▶ TEXTO FORNECIDO:

- - -

25kg de areia de coral
20 kg de rocha viva .

A definir
Circulação ???

Iluminação
Talvez me vá por 2 hqi de 150w e 2  T5, mas precisava de uma calha de 1.10cm

Vou ver se logo tiro umas fotos

----------


## Artur Fonseca

> Retorno
> Eheim 1262 3400Lt/h  
> 
> Aquecimento
> jagger 300w
> 
> Encomendado
> 
> 25kg de areia de coral
> ...


Boas José,

Um dos inconvenientes dessa bomba Eheim é, pelo menos para mim, o consumo... upa upa... quase tanto como todo o meu nano de 50 litros... rsrs
Acho que as Ocean Runner da Aquamedic têm modelos mais eficientes. E há as Red Dragon, que penso serem o "estado da arte", só que custam de 300 euros para cima... hehe

O aquecimento, irás colocar esse de 300W ou estás a pensar em dois termostatos, tipo 2 x 150W?

E o areão, que tipo é? Em breve devo encomendar para o meu. Desde há tempos ouvi falar muito bem do sugar-size, mas entretanto já ouvi opiniões que se levanta facilmente com a circulação. O que achas?

Abraço e boa nova montagem  :SbOk:

----------


## Luis Santos

Boas a todos ,só um reparo em relação ao material,
Não achas esse escumador um pouco curto para o aquario?
Em relação ao aquecimento eu punha 2x150w.

Boa sorte para esa montagem :SbOk2:

----------


## Jose Neves

> Boas José,
> 
> Um dos inconvenientes dessa bomba Eheim é, pelo menos para mim, o consumo... upa upa... quase tanto como todo o meu nano de 50 litros... rsrs
> Acho que as Ocean Runner da Aquamedic têm modelos mais eficientes. E há as Red Dragon, que penso serem o "estado da arte", só que custam de 300 euros para cima... hehe
> 
> O aquecimento, irás colocar esse de 300W ou estás a pensar em dois termostatos, tipo 2 x 150W?
> 
> E o areão, que tipo é? Em breve devo encomendar para o meu. Desde há tempos ouvi falar muito bem do sugar-size, mas entretanto já ouvi opiniões que se levanta facilmente com a circulação. O que achas?
> 
> Abraço e boa nova montagem


Também e antes de comprar gostaria de ver a areia porque também ouvi que era fina demais, mas só vendo...

Estou a pensar por só mesmo 1 termostato de 300w pois como tenho o controlador qualquer problema que tenha com a temperatura envia-me logo um SMS

Já agora tenho uma fotos para colocar mas não me deixa pois são grandes demais, vou ver se arranjo um programa para redução de imagem.

----------


## Jose Neves

aqui está a foto do coração

----------


## Jose Neves

Aqui está a primeira foto do movel por acabar




Aqui está a mais recente falta pintar, e meter as portas




Que tal? nunca tinha feito nada parecido...

- - -

(Entradas de anotação de coordenadas)
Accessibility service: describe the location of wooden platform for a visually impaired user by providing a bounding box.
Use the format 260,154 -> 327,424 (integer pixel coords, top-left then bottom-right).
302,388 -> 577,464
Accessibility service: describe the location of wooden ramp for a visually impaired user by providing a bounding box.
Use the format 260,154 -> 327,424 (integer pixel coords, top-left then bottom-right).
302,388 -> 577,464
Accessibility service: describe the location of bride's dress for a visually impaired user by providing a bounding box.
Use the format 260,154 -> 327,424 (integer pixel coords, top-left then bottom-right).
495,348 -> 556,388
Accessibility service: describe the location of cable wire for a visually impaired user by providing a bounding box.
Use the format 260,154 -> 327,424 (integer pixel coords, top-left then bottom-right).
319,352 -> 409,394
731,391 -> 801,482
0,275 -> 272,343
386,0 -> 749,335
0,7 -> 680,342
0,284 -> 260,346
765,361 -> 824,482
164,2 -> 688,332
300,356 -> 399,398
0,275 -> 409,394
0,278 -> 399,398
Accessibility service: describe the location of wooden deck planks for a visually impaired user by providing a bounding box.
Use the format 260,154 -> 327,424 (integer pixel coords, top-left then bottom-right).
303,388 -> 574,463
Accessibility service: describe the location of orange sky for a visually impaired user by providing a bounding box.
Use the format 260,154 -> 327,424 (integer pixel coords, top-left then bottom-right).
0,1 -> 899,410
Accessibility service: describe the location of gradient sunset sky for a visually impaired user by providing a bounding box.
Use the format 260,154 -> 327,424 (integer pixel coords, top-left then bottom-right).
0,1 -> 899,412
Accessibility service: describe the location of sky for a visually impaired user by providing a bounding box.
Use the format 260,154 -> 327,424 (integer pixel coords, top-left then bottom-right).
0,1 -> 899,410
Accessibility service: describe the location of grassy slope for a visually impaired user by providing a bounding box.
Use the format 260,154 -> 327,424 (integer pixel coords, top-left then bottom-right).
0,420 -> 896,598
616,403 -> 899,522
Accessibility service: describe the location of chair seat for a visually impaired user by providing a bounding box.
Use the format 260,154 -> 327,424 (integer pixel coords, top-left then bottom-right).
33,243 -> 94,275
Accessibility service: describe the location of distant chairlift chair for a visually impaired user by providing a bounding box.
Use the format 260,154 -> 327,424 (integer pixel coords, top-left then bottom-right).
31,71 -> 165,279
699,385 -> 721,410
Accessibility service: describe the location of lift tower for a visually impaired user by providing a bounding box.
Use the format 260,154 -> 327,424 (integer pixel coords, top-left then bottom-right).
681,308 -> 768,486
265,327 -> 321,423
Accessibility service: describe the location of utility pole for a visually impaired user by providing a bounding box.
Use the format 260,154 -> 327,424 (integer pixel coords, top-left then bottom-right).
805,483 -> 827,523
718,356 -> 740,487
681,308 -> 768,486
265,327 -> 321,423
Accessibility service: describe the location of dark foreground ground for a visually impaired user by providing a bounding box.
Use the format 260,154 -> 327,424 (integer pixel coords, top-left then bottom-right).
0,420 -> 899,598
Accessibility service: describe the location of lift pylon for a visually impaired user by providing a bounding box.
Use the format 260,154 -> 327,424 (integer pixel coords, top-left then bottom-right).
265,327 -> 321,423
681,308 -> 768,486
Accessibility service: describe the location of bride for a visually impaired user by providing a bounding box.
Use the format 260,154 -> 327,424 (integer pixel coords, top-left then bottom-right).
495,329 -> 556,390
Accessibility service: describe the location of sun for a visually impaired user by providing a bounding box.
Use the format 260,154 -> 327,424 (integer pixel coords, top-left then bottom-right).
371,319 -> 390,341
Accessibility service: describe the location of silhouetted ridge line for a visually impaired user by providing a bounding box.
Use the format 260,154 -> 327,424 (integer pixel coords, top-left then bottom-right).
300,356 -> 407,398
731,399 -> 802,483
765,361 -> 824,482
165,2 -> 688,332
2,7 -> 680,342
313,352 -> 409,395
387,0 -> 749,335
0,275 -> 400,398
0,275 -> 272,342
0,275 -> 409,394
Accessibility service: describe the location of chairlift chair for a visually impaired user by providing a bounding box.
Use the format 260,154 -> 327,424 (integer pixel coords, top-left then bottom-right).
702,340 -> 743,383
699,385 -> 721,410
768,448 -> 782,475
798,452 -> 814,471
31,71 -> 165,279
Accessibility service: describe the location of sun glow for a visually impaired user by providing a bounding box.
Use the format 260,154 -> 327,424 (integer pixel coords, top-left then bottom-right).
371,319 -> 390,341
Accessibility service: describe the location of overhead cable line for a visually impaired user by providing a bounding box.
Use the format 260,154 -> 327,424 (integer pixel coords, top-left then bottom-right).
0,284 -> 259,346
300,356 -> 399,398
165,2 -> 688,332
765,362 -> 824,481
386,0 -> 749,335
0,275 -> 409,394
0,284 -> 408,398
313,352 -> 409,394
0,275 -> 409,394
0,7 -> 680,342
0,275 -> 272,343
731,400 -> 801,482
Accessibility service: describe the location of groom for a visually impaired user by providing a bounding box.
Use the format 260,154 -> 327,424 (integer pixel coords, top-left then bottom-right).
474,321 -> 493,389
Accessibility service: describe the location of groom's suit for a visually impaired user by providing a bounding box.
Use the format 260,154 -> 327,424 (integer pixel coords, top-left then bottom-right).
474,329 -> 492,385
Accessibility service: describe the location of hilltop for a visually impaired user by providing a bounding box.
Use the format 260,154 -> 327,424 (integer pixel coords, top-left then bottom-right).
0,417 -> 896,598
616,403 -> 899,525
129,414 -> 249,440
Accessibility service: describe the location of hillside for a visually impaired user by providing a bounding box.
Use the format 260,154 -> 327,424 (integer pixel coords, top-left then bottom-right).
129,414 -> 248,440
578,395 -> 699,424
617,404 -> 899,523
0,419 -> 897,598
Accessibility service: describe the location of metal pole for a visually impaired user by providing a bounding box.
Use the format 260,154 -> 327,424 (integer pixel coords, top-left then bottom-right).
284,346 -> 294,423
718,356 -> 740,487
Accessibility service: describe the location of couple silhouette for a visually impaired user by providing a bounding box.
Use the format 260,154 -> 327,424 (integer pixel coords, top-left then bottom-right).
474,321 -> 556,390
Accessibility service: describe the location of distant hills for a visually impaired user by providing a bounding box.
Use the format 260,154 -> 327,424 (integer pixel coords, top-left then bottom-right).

- - -

▶ INSTRUÇÕES DE TRABALHO:
A. Indique, sem repetições, os nomes dos autores que aparecem nos títulos das mensagens do tópico do fórum sobre a montagem do aquário.
B. Repita o trecho do tópico do fórum sobre a montagem do aquário de "## Luis Santos" a "eu punha 2x150w.".
C. Prossiga com o tópico do fórum sobre a montagem do aquário a partir do ponto em que termina.

▶ RESPOSTAS ESPERADAS:
A. Artur Fonseca, Luis Santos, Jose Neves

B.
## Luis Santos

Boas a todos ,só um reparo em relação ao material,
Não achas esse escumador um pouco curto para o aquario?
Em relação ao aquecimento eu punha 2x150w.

C.
.

----------


## Fernando Gonçalves

Grande Zé, 

afinal ainda mexes :yb624:  :yb624: , pensei que te tinhas abandonado o Vicio,  :yb624:  :yb624: , boa sorte para a nova montagem.

vai nos atualizando, se precisares de alguma coisa apita.

----------


## Jose Neves

> Grande Zé, 
> 
> afinal ainda mexes, pensei que te tinhas abandonado o Vicio, , boa sorte para a nova montagem.
> 
> vai nos atualizando, se precisares de alguma coisa apita.


Obrigado


Actualizações

Ontem fui buscar a minha nova calha de luz.

2 HQI de 150w + 2 lampadas azuis que não são T5 nem T8, dá uma luz fora do comum vou ter que comprar uns Óculos de sol para os peixes.

Logo colocarei fotos do Sol do meu Reef

----------


## Jose Neves

Aqui estão novidades

o retorno Eheim 1262 3400Lt/h 




O Sol do aquario

----------


## Carlos Basaloco

Oi Zé,

Bem vindo de novo, alias estiveste sempre presente apenas tinhas a salgadeira de lado,lol. Olha qualquer coisas é so apitar OK.

abraço grande

----------


## Jose Neves

> Oi Zé,
> 
> Bem vindo de novo, alias estiveste sempre presente apenas tinhas a salgadeira de lado,lol. Olha qualquer coisas é so apitar OK.
> 
> abraço grande



Obrigado grande Carlos, olha que vou apitar

Vou actualizar o topico com fotos novas

----------


## Jose Neves

O sitio onde vai ficar




A sump



E finalmente o Aquario

----------


## Jose Neves

A mesa preparada para cortes e medidas




o aquario ja no lugar




o pvc ja colado




Geral





espero que gostem

----------


## Jose Neves

Boas 

O Aquário está a dar mais trabalho e despesa do que eu tinha contado mas se todos os males forem só estes não há crise.

Hoje vou colocar a areia, bombas de circulação no sitio correcto, e acabar as colagens do PVC.

Amanhã vou buscar as lâmpadas para substituição na calha e coloca-la no sitio certo a 20 cm do nível máximo de agua no aquário.

Depois disto tudo só terei que ir buscar a rocha que falta, e encher o aquário logo que a maré e o tempo permitam.

Um abraço

----------


## Jose Neves

Boas

Este fim-de-semana foi o dia de acartar, foram 510 litros, no sábado fui buscar no domingo não sentia os braços e hoje não consigo mexer muito bem o pescoço.

A areia está no sitio, a Rocha viva também e a água já lá está.

Gostaria de debater o seguinte ponto.

Qual a melhor forma de fazer o ciclo????

Luz Ligada?  Apagada durante 2 ou mais semanas? Trocas de agua? Até dito pelo Júlio urinar no aquário??? 

Aguardarei comentários e opiniões.

----------


## Jose Neves

Sala das Máquinas




o Movel





A Frente





Diagonal






 Lateral






espero que gostem

----------


## Bruno Santos

Boas José, não leves a mal, mas acho com o que tens podes fazer um layout melhor.

Cumps.

----------


## Marcos Martins

Boas!
Parece pouca rocha, mais uns 5 ou 10 kg em rochas pequenas seria porreiro!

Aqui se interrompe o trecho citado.